Brief:
Only text lines belong in the answer: the lines from the first one in the records through the line with "Target: tree shadow on grass", copied exactly.
++++++++
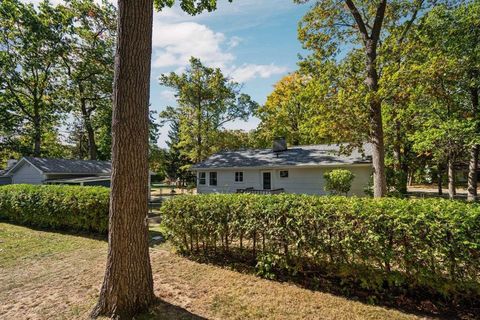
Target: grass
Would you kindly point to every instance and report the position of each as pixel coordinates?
(47, 275)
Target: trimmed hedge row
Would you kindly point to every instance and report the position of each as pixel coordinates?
(56, 207)
(380, 243)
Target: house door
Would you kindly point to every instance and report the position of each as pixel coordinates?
(267, 180)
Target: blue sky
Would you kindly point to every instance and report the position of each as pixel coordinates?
(253, 41)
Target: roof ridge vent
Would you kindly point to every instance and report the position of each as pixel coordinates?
(280, 144)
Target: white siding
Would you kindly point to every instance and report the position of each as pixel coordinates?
(27, 174)
(300, 180)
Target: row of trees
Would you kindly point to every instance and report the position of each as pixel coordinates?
(425, 81)
(56, 64)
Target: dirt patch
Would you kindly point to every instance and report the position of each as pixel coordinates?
(65, 285)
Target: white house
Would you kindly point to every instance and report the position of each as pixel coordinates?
(31, 170)
(294, 170)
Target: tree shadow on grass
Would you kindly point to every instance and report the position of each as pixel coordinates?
(165, 311)
(154, 237)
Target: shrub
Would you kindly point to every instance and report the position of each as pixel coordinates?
(381, 244)
(338, 181)
(56, 207)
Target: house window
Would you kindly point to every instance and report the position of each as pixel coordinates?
(202, 178)
(213, 178)
(238, 176)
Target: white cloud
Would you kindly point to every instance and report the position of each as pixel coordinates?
(250, 71)
(168, 95)
(175, 43)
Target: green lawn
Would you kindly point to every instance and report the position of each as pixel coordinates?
(47, 275)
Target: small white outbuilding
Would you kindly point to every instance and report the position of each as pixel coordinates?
(297, 170)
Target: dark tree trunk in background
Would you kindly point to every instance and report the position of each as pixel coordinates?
(37, 127)
(440, 179)
(376, 126)
(473, 166)
(128, 284)
(87, 122)
(451, 179)
(92, 145)
(375, 113)
(37, 143)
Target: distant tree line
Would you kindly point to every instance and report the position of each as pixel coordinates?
(56, 65)
(428, 69)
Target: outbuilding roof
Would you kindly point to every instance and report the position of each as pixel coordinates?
(65, 166)
(313, 155)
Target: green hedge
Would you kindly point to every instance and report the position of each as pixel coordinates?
(56, 207)
(381, 244)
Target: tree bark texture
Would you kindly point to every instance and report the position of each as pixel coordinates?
(451, 179)
(87, 121)
(376, 125)
(473, 165)
(375, 113)
(128, 284)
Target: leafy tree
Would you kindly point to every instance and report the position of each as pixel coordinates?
(459, 46)
(285, 112)
(207, 100)
(88, 62)
(128, 283)
(338, 181)
(332, 25)
(30, 51)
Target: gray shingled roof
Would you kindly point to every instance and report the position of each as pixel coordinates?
(65, 166)
(315, 155)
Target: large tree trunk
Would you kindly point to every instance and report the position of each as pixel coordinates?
(37, 143)
(473, 166)
(451, 179)
(439, 179)
(376, 124)
(87, 122)
(128, 284)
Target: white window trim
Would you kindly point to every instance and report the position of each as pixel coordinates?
(280, 174)
(235, 177)
(210, 180)
(202, 184)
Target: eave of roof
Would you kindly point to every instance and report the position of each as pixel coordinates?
(301, 156)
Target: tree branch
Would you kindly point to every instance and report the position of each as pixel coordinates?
(358, 19)
(379, 17)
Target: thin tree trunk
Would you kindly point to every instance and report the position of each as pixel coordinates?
(128, 284)
(440, 179)
(376, 124)
(472, 174)
(473, 166)
(451, 179)
(37, 140)
(87, 122)
(37, 136)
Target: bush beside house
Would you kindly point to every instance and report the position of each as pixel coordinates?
(56, 207)
(387, 244)
(338, 181)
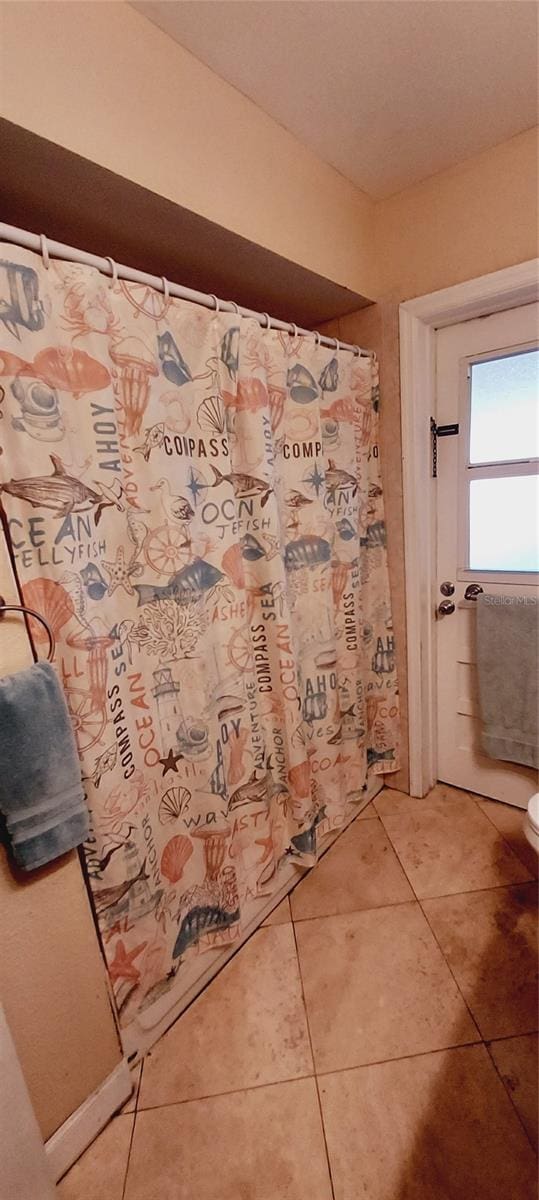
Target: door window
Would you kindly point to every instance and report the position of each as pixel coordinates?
(501, 527)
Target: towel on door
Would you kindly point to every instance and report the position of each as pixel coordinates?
(507, 633)
(41, 795)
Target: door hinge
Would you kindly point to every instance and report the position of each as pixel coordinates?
(439, 431)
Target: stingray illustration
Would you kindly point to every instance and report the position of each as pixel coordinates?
(337, 478)
(244, 485)
(186, 585)
(61, 492)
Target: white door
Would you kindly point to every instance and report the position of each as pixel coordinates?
(486, 534)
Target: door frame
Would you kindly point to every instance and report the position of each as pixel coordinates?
(419, 319)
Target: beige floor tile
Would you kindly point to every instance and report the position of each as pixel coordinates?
(281, 915)
(510, 822)
(390, 803)
(436, 1127)
(366, 813)
(247, 1027)
(100, 1173)
(489, 940)
(377, 987)
(451, 847)
(265, 1144)
(360, 871)
(131, 1104)
(516, 1060)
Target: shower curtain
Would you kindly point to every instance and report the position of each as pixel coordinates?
(196, 508)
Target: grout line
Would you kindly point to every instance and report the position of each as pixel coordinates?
(402, 1057)
(231, 1091)
(509, 1093)
(313, 1062)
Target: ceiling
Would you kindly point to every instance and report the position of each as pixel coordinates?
(387, 91)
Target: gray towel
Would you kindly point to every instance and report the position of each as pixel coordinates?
(41, 795)
(508, 677)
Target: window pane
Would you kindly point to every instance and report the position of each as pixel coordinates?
(504, 419)
(503, 523)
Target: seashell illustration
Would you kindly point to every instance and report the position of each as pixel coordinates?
(210, 415)
(67, 370)
(301, 384)
(173, 803)
(52, 601)
(306, 551)
(175, 855)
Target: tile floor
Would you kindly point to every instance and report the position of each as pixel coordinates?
(376, 1039)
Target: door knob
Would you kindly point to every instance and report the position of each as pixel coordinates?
(473, 591)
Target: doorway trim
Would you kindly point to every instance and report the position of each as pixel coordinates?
(419, 319)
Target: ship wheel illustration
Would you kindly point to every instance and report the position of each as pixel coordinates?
(145, 300)
(167, 549)
(89, 723)
(239, 649)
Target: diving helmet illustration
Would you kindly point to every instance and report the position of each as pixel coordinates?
(40, 411)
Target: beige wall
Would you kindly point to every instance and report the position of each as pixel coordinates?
(52, 976)
(463, 222)
(105, 83)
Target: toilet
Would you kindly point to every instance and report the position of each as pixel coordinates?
(532, 822)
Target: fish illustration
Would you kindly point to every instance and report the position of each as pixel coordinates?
(297, 501)
(202, 919)
(107, 898)
(154, 438)
(305, 843)
(191, 581)
(60, 492)
(255, 791)
(337, 478)
(106, 761)
(307, 551)
(243, 484)
(346, 529)
(94, 581)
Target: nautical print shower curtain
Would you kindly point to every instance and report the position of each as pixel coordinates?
(196, 508)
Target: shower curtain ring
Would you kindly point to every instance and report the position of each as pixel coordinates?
(113, 271)
(45, 251)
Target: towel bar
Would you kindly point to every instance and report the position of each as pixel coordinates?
(30, 612)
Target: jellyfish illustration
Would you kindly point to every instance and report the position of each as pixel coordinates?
(135, 367)
(173, 365)
(229, 351)
(49, 599)
(329, 377)
(301, 384)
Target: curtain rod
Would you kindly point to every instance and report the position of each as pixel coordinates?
(42, 245)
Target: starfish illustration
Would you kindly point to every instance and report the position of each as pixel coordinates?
(123, 965)
(169, 761)
(119, 573)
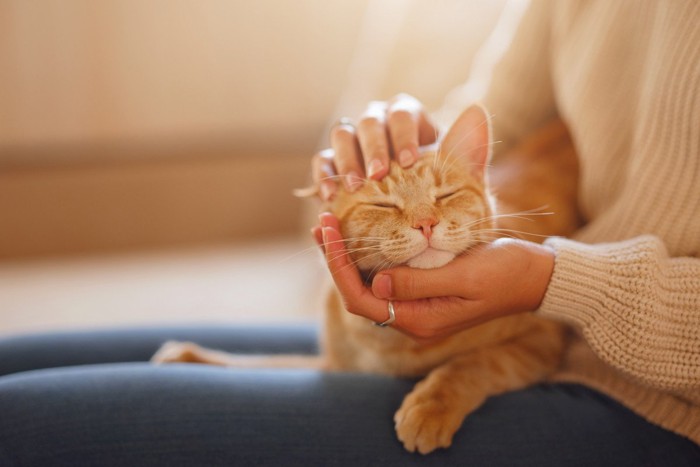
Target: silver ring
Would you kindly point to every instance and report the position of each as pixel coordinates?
(392, 316)
(344, 121)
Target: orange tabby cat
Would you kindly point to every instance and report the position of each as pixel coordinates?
(423, 217)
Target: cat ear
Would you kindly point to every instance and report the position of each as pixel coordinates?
(469, 140)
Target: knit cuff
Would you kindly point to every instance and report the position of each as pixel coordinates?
(591, 280)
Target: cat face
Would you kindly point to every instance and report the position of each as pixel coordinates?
(425, 215)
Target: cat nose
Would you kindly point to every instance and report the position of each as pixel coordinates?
(426, 225)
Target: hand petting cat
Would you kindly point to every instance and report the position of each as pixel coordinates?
(491, 281)
(398, 126)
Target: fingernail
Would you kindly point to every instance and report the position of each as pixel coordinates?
(406, 158)
(327, 190)
(374, 167)
(381, 286)
(352, 181)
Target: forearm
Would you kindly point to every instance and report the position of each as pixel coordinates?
(638, 309)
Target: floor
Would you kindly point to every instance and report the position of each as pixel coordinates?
(274, 281)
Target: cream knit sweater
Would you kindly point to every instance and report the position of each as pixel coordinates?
(625, 76)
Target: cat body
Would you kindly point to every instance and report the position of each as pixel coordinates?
(422, 217)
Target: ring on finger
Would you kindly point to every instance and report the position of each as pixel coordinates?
(344, 121)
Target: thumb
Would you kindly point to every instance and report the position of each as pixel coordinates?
(404, 283)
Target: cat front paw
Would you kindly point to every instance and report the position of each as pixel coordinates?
(425, 424)
(178, 352)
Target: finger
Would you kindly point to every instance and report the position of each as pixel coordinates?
(317, 235)
(347, 158)
(402, 124)
(427, 131)
(406, 283)
(373, 140)
(356, 297)
(324, 174)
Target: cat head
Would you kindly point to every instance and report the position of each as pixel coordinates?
(425, 215)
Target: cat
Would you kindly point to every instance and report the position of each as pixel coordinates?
(423, 216)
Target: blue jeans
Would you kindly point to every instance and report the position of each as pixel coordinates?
(74, 399)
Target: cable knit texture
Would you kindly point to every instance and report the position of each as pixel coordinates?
(625, 76)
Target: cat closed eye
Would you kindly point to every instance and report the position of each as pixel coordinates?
(445, 195)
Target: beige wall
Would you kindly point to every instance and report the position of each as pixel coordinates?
(75, 70)
(96, 97)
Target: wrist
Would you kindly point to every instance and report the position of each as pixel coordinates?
(537, 274)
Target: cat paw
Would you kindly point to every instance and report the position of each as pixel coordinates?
(177, 352)
(426, 424)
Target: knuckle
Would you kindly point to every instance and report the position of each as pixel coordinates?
(342, 133)
(369, 122)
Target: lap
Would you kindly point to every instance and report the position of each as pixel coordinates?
(135, 414)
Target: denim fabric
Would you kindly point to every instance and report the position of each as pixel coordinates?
(97, 412)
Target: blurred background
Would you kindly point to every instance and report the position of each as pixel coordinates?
(148, 148)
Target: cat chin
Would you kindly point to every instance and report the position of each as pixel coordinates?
(430, 259)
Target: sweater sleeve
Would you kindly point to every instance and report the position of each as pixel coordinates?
(638, 309)
(520, 95)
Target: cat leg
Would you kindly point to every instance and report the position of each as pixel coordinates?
(188, 352)
(432, 413)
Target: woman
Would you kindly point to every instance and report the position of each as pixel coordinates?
(625, 77)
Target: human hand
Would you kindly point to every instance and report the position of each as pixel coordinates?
(490, 281)
(386, 130)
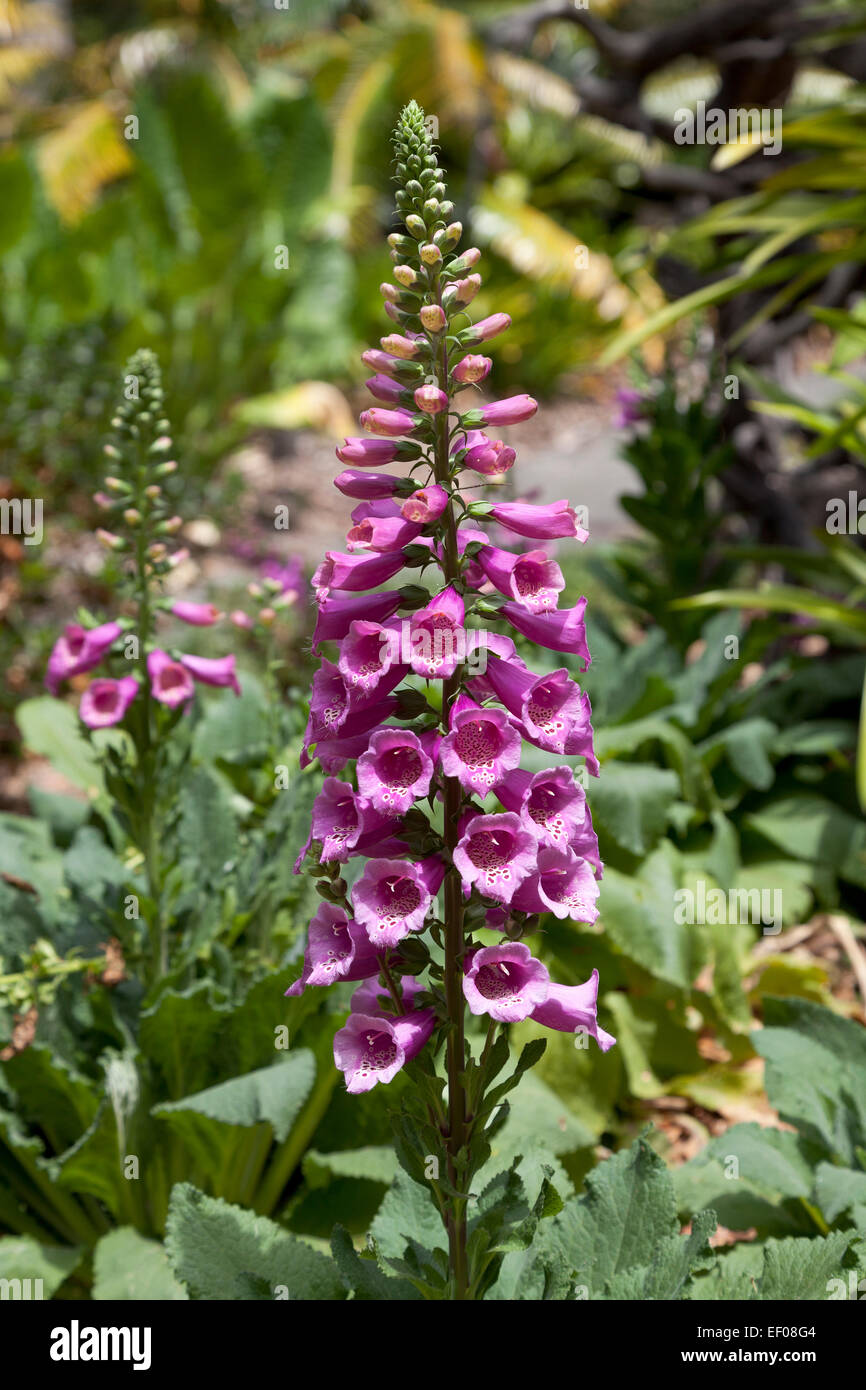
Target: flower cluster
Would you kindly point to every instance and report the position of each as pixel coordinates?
(135, 492)
(403, 701)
++++++++
Answer to the exercise:
Target: grass
Would you kindly point to every instance and report the position of each as pixel coordinates?
(47, 275)
Target: trimmed hedge row
Would you kindly point to every instance and report the position of each as pixel coordinates?
(56, 207)
(380, 243)
Target: house door
Would you kindly point to every instance and report the position of each as pixel coordinates?
(267, 180)
Target: blue sky
Would you kindly point to every instance and report the position of each as pixel coordinates?
(253, 41)
Target: roof ridge vent
Would you kindly point to every instance and report the position of each as pixel coordinates?
(280, 144)
Target: white siding
Would you kindly point to every instance and report the position of each as pixel coordinates?
(27, 174)
(300, 180)
Target: row of trees
Would you kindly point to every instance and report the position of each as pixel coordinates?
(425, 81)
(56, 64)
Target: dirt patch
Would you kindly point to every instance and report the position of each as pixel coordinates?
(65, 285)
Target: white house
Would you kindly point to every instance and report the position of each as pixel coordinates?
(31, 170)
(294, 170)
Target: tree shadow on grass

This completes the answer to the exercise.